## AIM
Pull out each line in the entries below that contains the word "window", copying every one in full.

Coordinate labeling data:
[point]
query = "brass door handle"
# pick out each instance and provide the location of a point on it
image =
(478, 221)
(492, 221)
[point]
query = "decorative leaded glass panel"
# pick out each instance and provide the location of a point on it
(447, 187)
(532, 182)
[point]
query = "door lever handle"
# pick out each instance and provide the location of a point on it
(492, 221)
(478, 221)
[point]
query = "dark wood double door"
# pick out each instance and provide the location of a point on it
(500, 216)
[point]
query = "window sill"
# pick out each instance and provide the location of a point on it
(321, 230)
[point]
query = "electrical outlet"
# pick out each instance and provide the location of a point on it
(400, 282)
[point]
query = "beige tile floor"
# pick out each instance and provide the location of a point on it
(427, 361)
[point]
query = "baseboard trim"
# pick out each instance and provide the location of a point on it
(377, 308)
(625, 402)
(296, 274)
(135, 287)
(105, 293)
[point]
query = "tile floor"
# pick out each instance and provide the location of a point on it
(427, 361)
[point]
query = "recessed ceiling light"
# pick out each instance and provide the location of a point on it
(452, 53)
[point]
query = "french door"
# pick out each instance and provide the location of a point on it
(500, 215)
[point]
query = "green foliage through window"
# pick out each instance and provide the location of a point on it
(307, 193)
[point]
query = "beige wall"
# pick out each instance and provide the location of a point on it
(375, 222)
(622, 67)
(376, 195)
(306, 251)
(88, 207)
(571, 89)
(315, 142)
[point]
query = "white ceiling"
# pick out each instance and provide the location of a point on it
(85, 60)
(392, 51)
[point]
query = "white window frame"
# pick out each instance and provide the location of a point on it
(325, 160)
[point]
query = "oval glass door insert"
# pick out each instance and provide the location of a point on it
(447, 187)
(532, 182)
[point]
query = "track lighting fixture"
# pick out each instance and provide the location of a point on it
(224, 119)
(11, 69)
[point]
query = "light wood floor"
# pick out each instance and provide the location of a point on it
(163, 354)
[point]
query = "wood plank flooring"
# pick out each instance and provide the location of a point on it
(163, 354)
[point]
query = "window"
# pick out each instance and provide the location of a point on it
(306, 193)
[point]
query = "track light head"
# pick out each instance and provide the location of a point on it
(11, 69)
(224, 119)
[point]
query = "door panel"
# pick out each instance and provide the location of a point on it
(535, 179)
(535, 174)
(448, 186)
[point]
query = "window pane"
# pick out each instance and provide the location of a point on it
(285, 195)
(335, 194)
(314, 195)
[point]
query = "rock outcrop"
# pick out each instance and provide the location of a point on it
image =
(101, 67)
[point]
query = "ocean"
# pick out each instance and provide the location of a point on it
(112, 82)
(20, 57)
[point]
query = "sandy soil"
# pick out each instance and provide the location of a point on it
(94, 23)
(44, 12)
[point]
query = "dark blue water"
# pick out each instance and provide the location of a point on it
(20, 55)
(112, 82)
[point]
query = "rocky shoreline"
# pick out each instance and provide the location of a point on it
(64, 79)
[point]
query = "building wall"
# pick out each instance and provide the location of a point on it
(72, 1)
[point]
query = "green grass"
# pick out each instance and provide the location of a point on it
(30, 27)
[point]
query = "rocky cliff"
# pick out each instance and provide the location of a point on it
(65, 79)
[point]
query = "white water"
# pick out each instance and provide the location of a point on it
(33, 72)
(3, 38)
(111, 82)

## SOLUTION TO THIS TASK
query = "window sill"
query = "green foliage through window"
query = "white window frame"
query = "window"
query = "window pane"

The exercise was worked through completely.